Start Document
All of lore.kernel.org
 help / color / mirror / Atom feed
From: Shaohua Li <shli@fb.com>
To: Minchan Kim <minchan@kernel.org>
Cc: <linux-kernel@vger.kernel.org>, <linux-mm@kvack.org>,
	<Kernel-team@fb.com>, <danielmicay@gmail.com>, <mhocko@suse.com>,
	<hughd@google.com>, <hannes@cmpxchg.org>, <riel@redhat.com>,
	<mgorman@techsingularity.net>, <akpm@linux-foundation.org>
Subject: Re: [PATCH V2 3/7] mm: reclaim MADV_FREE pages
Date: Fri, 10 Feb 2017 09:43:07 -0800	[thread overview]
Message-ID: <20170210174307.GC86050@shli-mbp.local> (raw)
In-Reply-To: <20170210065839.GD25078@bbox>

On Fri, Feb 10, 2017 at 03:58:39PM +0900, Minchan Kim wrote:
> On Fri, Feb 03, 2017 at 03:33:19PM -0800, Shaohua Li wrote:
> > When memory pressure is high, we free MADV_FREE pages. If the pages are
> > not dirty in pte, the pages could be freed immediately. Otherwise we
> > can't reclaim them. We put the pages back to anonumous LRU list (by
> > setting SwapBacked flag) and the pages will be reclaimed in normal
> > swapout way.
> > 
> > We use normal page reclaim policy. Since MADV_FREE pages are put into
> > inactive file list, such pages and inactive file pages are reclaimed
> > according to their age. This is expected, because we don't want to
> > reclaim too many MADV_FREE pages before used once pages.
End Document
**Challenges:**
A. From the MADV_FREE email, copy the part that opens with the words containing "On Fri, Feb 10, 2017" and closes with "used once pages.".
B. Answer these questions using the MADV_FREE email:
(i) Who sent the message?
(ii) Which flag is set to put pages back on the anonymous LRU list?
(iii) Which list are MADV_FREE pages put into?
The rows that follow aren't needed for anything here.
Start Data lines
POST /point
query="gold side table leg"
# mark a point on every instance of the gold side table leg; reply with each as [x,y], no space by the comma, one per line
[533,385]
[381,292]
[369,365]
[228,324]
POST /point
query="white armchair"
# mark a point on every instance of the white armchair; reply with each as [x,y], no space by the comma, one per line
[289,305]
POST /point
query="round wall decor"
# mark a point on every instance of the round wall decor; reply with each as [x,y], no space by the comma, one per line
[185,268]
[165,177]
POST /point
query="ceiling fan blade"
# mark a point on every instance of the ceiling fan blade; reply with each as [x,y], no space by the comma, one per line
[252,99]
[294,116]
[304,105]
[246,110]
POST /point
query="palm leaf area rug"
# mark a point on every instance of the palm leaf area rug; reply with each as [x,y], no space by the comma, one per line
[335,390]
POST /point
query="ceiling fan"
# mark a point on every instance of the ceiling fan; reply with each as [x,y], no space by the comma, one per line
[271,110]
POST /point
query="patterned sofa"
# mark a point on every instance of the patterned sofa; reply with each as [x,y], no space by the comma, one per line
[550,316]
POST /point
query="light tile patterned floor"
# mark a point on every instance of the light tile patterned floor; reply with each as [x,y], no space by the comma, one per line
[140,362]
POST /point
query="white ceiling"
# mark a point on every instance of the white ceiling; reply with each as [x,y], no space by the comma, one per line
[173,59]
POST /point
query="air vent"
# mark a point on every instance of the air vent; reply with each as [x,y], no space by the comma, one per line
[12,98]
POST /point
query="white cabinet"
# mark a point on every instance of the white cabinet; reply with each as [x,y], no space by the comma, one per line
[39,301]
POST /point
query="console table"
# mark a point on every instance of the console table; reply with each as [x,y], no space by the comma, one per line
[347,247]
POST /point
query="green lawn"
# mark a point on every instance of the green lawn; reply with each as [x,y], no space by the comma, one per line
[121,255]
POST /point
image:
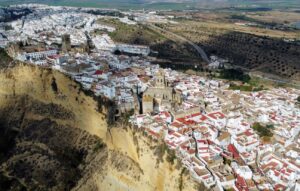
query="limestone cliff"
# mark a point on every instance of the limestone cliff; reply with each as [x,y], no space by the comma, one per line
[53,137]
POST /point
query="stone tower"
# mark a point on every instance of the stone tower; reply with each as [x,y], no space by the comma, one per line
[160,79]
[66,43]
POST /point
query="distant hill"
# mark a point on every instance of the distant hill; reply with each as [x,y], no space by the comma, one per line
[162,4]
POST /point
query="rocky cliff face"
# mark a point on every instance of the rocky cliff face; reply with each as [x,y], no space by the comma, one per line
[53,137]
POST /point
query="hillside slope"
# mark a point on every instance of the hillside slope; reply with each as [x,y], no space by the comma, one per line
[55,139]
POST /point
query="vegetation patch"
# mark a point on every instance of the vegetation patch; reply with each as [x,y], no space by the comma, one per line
End Data lines
Start Data lines
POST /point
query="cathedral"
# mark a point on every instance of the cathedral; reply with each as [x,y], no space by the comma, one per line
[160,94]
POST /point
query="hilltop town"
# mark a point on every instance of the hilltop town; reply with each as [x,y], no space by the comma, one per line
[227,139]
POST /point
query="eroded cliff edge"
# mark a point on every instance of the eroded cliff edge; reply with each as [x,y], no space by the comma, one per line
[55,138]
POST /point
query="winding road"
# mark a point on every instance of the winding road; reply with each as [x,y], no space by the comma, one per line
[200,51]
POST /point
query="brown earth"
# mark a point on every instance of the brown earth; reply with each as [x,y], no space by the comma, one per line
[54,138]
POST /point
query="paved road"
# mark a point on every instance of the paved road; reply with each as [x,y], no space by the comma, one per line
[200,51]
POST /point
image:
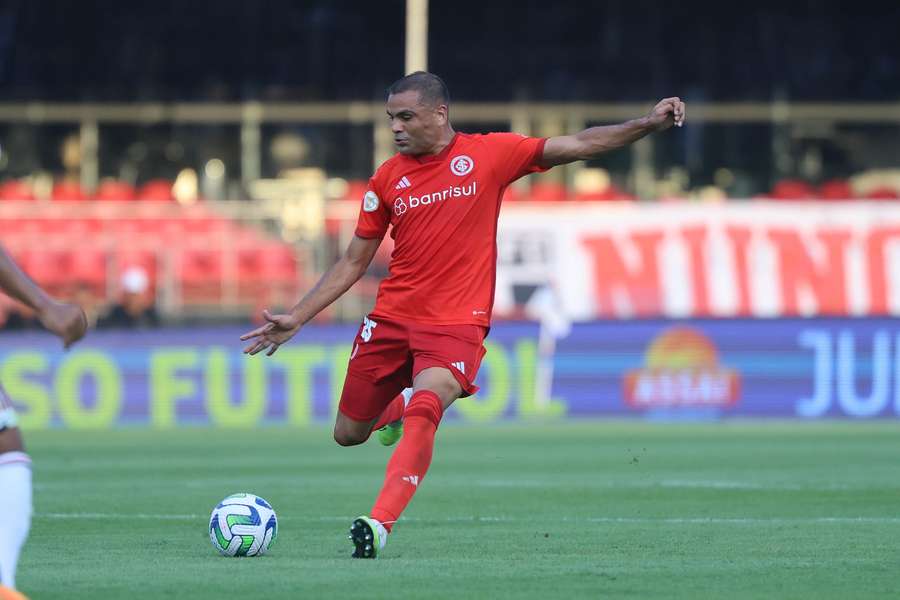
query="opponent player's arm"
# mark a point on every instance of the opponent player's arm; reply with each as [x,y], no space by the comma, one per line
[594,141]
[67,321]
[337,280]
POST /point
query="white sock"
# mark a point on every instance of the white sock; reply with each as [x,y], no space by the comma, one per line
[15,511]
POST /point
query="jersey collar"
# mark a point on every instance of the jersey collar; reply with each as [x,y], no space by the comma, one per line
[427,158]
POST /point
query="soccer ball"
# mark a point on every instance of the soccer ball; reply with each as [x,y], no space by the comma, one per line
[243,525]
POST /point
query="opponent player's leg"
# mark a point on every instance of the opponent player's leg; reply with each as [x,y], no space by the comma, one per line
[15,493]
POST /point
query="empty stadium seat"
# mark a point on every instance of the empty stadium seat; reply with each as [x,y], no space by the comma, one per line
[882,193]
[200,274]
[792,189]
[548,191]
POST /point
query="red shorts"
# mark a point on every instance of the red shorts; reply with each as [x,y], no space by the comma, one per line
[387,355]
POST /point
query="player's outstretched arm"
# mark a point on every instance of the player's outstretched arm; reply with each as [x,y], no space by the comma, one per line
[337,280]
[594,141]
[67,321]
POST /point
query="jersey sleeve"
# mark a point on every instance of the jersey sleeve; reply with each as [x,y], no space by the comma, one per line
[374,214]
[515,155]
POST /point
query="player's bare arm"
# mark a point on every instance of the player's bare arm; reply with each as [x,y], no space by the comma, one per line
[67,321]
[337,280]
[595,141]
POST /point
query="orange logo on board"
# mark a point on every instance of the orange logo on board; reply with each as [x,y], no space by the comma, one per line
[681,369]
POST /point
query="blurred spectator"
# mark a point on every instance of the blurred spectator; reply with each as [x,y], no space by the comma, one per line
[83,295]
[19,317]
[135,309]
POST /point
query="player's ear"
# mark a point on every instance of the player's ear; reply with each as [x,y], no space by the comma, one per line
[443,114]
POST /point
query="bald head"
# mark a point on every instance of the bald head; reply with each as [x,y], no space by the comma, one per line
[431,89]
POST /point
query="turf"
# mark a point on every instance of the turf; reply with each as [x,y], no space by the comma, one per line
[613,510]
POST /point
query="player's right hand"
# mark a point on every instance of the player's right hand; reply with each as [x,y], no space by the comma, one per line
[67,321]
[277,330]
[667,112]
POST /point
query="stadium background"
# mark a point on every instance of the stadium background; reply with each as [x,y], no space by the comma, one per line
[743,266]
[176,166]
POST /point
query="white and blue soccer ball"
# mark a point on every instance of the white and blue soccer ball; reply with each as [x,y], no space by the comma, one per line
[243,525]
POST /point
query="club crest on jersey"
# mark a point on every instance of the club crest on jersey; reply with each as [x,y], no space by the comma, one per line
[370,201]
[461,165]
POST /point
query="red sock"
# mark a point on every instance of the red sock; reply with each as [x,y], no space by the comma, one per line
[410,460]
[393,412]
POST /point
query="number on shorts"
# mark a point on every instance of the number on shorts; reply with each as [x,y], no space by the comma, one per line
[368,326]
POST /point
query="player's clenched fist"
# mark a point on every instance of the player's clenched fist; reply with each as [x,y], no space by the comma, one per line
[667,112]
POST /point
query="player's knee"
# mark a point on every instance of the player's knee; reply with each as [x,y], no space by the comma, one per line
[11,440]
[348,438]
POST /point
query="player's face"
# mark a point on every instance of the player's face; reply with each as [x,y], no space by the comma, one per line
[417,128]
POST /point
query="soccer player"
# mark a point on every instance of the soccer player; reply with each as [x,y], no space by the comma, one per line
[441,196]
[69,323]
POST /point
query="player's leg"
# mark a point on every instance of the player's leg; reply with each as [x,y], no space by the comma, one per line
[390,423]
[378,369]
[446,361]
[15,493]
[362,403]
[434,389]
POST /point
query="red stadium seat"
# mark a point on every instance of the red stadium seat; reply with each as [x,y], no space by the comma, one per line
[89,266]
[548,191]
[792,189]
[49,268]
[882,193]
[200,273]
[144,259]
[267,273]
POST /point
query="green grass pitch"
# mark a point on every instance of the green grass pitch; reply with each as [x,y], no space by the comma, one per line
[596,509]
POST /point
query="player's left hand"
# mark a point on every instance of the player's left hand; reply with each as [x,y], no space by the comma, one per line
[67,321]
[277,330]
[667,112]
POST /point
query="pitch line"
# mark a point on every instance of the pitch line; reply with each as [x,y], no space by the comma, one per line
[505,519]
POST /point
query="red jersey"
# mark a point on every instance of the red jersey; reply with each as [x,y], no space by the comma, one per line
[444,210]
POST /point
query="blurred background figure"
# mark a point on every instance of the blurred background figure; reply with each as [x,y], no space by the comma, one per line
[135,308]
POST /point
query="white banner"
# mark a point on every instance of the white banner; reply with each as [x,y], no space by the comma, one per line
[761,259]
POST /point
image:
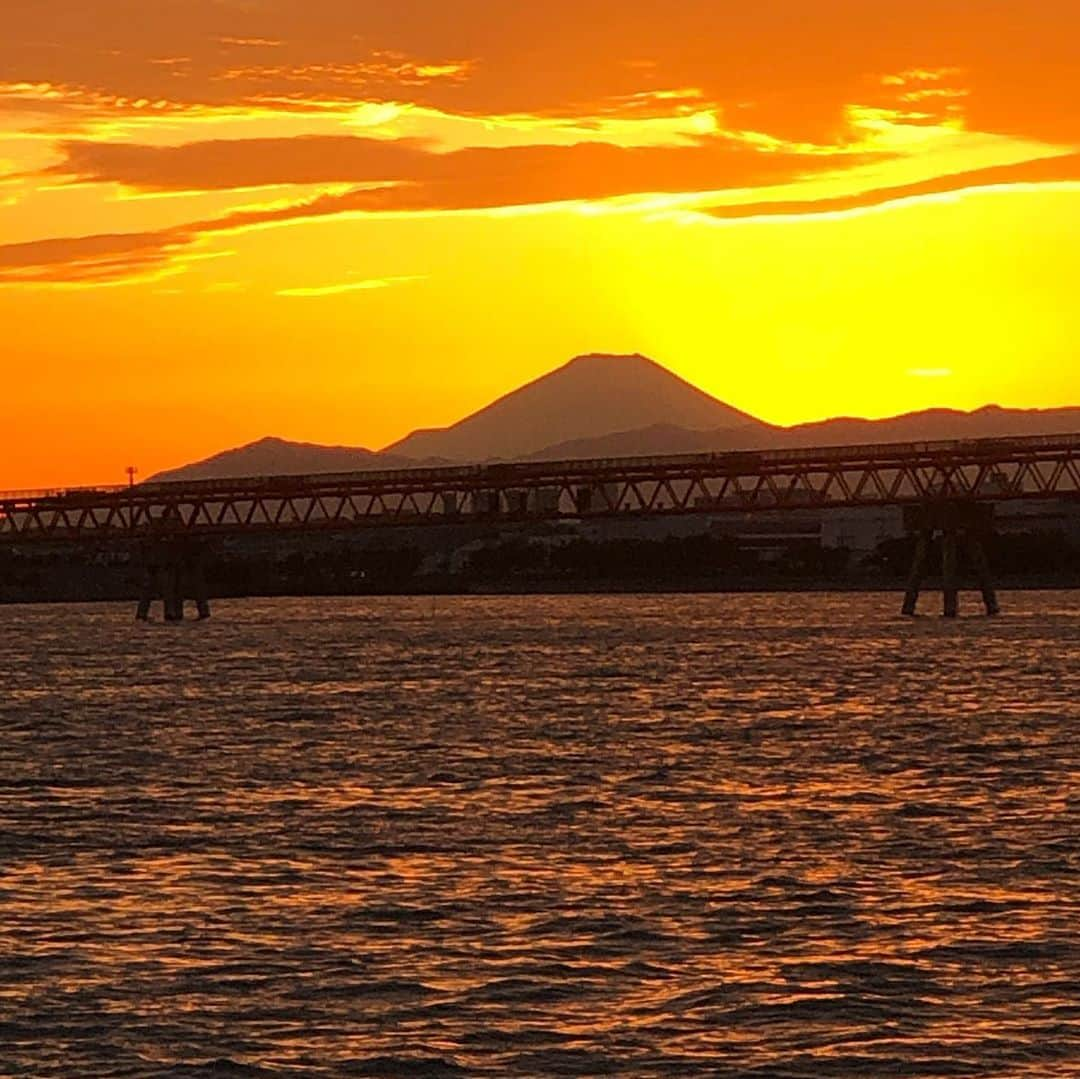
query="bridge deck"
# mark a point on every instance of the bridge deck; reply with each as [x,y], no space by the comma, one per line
End Data lines
Start Data lines
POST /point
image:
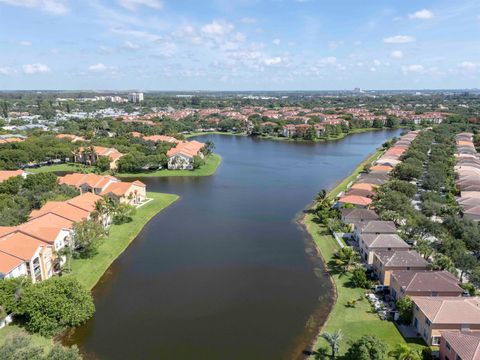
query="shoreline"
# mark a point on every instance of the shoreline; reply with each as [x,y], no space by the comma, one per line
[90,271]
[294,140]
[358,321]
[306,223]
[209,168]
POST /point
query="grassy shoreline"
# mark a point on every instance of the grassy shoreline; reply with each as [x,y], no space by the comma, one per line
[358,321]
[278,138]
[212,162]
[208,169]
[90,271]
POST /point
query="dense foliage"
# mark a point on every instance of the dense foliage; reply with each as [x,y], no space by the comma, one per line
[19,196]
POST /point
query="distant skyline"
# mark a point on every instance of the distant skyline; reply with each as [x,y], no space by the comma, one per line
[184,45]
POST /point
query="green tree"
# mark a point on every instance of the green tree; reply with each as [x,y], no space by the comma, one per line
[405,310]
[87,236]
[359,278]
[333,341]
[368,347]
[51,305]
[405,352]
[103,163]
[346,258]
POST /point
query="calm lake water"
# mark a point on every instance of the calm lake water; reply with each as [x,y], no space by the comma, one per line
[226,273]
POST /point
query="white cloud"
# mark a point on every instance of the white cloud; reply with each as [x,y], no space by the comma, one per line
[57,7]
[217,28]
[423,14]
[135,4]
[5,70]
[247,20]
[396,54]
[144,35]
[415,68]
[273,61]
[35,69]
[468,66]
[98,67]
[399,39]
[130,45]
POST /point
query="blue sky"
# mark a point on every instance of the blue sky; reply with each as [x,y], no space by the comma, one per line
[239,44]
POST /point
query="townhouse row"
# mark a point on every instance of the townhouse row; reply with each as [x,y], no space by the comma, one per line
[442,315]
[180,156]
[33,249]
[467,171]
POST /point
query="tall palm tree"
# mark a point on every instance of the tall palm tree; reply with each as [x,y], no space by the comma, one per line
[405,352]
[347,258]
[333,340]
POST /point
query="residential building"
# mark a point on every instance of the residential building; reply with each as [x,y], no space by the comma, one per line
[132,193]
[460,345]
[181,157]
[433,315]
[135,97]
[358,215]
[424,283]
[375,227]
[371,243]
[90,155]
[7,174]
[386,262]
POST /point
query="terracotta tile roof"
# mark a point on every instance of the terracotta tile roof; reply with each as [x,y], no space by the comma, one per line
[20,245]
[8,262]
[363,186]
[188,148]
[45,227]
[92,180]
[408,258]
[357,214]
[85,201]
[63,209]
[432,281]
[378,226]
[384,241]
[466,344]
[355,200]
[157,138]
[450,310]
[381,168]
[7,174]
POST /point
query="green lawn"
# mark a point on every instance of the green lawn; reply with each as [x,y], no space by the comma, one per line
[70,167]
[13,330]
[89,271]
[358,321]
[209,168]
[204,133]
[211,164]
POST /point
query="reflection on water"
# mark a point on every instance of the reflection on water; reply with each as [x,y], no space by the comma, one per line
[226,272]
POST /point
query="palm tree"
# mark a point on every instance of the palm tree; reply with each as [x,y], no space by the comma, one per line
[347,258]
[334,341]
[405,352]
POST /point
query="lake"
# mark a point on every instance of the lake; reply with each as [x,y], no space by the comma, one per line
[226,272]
End Data lines
**Written answers:**
A.
On Fri, Feb 10, 2017 at 03:58:39PM +0900, Minchan Kim wrote:
> On Fri, Feb 03, 2017 at 03:33:19PM -0800, Shaohua Li wrote:
> > When memory pressure is high, we free MADV_FREE pages. If the pages are
> > not dirty in pte, the pages could be freed immediately. Otherwise we
> > can't reclaim them. We put the pages back to anonumous LRU list (by
> > setting SwapBacked flag) and the pages will be reclaimed in normal
> > swapout way.
> > 
> > We use normal page reclaim policy. Since MADV_FREE pages are put into
> > inactive file list, such pages and inactive file pages are reclaimed
> > according to their age. This is expected, because we don't want to
> > reclaim too many MADV_FREE pages before used once pages.

B.
(i) Shaohua Li
(ii) SwapBacked
(iii) The inactive file list